Begin at the line containing "the dark fabric" in the data below and go on through the line containing "the dog's claw", repeating each line exactly; include both ends and no other line.

::::

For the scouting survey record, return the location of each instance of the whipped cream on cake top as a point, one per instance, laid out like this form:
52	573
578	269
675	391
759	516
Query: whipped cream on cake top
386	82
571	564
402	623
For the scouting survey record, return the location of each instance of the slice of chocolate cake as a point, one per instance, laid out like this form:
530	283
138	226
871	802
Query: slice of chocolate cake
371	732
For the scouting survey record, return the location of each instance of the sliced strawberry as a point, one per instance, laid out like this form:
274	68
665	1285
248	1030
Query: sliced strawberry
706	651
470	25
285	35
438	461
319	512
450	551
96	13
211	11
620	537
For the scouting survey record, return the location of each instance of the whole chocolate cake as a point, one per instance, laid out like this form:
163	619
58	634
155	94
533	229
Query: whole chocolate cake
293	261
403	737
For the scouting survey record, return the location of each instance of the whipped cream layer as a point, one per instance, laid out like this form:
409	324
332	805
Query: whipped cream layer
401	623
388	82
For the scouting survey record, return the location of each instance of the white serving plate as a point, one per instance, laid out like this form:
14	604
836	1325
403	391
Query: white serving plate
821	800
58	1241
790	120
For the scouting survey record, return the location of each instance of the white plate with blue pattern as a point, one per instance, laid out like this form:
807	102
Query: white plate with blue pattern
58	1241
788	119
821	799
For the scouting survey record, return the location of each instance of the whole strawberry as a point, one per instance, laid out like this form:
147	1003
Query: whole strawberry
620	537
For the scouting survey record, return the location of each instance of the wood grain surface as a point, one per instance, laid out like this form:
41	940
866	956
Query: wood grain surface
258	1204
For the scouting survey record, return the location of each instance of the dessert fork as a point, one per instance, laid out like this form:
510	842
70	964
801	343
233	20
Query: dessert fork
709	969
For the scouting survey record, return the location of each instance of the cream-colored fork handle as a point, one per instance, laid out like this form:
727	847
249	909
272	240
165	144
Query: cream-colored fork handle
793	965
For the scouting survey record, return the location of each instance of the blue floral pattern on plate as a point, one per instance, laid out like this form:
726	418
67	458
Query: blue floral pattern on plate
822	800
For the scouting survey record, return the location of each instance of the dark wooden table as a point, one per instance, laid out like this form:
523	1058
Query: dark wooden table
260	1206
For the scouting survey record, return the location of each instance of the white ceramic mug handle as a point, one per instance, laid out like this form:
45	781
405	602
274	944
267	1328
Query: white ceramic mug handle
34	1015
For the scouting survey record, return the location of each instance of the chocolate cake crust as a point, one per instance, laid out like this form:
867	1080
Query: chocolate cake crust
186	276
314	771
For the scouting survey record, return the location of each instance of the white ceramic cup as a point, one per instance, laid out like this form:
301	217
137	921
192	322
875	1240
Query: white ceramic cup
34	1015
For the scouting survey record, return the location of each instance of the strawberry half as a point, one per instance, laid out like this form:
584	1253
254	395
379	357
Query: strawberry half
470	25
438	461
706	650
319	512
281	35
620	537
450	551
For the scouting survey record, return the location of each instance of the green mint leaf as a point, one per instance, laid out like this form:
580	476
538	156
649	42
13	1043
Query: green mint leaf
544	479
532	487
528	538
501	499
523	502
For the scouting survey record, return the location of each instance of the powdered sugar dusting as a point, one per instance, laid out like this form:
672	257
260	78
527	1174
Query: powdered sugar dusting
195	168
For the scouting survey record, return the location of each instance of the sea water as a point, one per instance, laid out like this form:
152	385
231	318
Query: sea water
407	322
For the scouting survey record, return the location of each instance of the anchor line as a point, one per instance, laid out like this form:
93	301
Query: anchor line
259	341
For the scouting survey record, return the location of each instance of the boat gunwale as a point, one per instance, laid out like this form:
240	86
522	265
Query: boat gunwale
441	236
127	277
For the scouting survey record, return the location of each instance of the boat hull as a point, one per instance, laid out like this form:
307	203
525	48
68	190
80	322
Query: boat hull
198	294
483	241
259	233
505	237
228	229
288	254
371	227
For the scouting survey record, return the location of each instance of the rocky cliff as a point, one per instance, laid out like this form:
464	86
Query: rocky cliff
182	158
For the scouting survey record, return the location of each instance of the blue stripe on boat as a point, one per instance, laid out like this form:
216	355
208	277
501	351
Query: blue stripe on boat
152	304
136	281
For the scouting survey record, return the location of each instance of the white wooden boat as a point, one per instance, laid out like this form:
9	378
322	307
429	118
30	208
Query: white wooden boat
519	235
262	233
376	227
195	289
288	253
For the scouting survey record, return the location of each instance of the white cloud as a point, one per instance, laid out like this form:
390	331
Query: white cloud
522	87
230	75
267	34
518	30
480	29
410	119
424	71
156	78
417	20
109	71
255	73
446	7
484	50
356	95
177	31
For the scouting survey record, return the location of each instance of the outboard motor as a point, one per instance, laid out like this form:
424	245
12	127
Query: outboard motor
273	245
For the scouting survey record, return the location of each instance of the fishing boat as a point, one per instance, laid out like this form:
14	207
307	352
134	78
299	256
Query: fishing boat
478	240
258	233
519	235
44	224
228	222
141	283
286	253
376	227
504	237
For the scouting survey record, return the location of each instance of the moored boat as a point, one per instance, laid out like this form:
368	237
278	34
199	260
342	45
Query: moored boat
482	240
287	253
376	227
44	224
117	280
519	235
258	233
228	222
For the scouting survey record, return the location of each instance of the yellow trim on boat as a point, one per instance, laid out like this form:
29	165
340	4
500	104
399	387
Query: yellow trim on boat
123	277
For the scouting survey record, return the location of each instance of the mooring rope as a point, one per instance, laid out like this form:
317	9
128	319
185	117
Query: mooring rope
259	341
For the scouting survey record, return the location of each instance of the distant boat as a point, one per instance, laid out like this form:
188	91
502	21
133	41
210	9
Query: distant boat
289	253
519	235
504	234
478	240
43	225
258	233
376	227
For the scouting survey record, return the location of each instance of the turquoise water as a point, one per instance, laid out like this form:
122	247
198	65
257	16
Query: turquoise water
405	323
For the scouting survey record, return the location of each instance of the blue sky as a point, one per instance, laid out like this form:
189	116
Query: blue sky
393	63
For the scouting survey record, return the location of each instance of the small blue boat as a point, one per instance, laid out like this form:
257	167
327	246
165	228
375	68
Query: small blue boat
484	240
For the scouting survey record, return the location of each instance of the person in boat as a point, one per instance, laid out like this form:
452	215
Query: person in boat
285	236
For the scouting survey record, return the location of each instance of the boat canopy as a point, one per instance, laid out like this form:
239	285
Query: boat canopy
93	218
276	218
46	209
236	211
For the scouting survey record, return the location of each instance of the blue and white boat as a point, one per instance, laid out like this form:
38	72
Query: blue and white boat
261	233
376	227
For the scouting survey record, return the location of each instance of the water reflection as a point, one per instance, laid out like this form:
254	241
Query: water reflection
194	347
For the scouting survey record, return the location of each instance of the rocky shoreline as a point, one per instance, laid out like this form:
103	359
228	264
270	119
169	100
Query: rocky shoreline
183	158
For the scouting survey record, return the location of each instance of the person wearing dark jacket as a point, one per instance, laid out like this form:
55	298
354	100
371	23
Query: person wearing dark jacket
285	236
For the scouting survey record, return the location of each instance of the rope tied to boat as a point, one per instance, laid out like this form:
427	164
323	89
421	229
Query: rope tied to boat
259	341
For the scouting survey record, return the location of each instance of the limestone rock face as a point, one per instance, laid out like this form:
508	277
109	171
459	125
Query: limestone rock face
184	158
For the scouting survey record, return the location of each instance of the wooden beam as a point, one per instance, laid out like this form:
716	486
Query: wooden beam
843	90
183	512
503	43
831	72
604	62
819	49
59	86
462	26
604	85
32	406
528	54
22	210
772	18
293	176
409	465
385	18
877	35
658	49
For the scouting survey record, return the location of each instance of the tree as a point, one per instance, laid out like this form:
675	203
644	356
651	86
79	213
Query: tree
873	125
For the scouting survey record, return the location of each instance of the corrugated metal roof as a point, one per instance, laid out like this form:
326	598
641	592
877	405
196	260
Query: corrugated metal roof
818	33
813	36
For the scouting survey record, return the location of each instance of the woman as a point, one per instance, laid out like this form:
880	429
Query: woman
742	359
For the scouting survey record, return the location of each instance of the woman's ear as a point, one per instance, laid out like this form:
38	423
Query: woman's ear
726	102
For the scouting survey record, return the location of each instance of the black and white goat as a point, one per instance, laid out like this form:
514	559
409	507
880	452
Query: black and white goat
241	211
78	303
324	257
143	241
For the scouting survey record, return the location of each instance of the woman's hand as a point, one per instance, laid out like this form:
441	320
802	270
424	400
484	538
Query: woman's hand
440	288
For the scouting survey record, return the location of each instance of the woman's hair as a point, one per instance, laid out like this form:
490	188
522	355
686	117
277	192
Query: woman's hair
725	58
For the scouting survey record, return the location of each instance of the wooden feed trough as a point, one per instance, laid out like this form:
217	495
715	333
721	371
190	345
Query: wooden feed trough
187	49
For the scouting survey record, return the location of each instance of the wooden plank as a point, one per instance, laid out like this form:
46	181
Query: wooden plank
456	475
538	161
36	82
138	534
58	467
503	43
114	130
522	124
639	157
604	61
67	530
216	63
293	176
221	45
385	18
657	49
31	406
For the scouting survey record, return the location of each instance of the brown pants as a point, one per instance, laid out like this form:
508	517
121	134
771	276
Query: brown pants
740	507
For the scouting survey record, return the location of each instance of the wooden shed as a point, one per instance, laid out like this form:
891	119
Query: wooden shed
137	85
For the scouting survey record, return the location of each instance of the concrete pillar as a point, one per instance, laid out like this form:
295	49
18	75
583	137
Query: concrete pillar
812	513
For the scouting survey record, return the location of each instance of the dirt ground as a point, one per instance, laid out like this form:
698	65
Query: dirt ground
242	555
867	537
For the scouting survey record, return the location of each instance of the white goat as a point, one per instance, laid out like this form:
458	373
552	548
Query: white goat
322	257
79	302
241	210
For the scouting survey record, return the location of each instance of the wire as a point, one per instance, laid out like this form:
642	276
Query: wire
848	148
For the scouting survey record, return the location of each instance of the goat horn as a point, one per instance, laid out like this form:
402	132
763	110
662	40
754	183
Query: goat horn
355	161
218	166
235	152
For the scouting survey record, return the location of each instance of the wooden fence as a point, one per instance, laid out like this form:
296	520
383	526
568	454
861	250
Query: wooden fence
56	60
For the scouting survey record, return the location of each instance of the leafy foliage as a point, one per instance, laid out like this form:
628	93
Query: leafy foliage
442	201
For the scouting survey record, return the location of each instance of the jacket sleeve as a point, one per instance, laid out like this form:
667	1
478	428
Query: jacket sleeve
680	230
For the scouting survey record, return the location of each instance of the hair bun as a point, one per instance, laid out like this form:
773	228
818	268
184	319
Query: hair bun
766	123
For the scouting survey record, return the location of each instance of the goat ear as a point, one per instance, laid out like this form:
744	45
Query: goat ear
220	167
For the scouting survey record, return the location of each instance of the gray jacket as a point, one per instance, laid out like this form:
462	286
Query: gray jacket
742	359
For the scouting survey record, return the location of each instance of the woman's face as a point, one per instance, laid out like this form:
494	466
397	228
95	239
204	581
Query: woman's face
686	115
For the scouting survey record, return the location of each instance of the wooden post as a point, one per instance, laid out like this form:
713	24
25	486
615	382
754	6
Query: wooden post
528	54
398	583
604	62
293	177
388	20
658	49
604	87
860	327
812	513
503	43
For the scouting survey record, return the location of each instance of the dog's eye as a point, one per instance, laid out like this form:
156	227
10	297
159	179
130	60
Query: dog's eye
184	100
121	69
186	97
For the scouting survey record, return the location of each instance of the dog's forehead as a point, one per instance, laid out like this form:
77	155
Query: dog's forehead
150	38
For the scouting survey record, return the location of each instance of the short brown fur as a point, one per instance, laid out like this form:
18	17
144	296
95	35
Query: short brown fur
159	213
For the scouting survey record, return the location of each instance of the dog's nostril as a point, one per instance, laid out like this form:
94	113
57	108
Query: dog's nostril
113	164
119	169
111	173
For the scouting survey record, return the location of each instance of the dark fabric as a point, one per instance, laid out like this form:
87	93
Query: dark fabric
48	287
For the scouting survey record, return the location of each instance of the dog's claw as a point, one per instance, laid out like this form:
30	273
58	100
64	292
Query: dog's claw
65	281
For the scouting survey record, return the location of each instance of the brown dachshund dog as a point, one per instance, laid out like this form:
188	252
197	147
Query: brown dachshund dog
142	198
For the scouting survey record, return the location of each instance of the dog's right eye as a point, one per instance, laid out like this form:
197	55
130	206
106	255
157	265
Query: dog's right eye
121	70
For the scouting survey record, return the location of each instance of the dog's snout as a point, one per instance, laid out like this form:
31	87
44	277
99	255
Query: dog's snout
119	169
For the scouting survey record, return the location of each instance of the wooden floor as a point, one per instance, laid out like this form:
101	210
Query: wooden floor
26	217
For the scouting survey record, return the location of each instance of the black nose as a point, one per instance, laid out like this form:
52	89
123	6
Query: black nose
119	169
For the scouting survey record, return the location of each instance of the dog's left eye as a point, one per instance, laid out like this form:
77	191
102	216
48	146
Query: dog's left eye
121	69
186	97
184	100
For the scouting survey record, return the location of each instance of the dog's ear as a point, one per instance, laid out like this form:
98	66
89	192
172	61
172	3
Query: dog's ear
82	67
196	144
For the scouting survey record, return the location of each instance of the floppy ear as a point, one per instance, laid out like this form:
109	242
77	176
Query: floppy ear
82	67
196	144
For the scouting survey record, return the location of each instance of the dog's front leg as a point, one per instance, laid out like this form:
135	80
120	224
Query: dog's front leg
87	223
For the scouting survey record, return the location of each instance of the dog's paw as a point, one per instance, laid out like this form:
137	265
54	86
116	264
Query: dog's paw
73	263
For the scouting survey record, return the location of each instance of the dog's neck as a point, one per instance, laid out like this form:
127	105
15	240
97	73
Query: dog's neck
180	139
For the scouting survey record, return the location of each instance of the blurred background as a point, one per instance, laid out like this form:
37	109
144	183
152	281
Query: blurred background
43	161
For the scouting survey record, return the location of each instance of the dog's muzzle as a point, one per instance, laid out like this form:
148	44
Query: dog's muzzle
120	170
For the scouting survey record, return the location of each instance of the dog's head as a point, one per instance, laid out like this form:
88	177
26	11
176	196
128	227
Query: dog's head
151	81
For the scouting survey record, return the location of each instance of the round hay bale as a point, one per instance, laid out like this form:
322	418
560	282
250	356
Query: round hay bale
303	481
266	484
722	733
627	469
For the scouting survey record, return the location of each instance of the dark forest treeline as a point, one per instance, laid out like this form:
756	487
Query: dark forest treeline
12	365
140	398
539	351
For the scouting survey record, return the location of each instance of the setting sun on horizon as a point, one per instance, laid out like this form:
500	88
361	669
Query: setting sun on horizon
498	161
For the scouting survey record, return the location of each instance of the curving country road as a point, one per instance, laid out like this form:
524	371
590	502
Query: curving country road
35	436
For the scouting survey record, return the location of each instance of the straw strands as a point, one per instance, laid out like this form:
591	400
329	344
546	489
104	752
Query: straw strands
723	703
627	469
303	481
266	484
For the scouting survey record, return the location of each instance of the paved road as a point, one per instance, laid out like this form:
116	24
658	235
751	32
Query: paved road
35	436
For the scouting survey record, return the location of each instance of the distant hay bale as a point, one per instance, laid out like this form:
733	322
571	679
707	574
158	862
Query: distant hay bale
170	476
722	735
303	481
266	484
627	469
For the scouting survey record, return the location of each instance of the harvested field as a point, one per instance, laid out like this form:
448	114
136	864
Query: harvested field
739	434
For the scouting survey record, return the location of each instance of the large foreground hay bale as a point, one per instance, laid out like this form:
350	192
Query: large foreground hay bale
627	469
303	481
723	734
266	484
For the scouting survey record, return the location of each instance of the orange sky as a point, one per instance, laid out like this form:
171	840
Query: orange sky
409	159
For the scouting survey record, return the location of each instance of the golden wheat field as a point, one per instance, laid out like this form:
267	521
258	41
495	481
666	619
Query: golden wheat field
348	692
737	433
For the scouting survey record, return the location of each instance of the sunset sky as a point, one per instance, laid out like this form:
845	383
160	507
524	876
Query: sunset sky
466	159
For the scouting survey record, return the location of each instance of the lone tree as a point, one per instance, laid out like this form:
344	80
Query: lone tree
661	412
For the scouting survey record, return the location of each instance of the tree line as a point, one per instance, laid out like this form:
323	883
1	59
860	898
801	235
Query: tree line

::::

» Task response
For the scouting survey record, return the location of each instance of the dark fabric as a point, one per instance, laid out like this form:
87	93
Query: dark fabric
48	287
For the scouting survey record, return the location of each instance of the dog's claw as a point, one per instance, laid out like this form:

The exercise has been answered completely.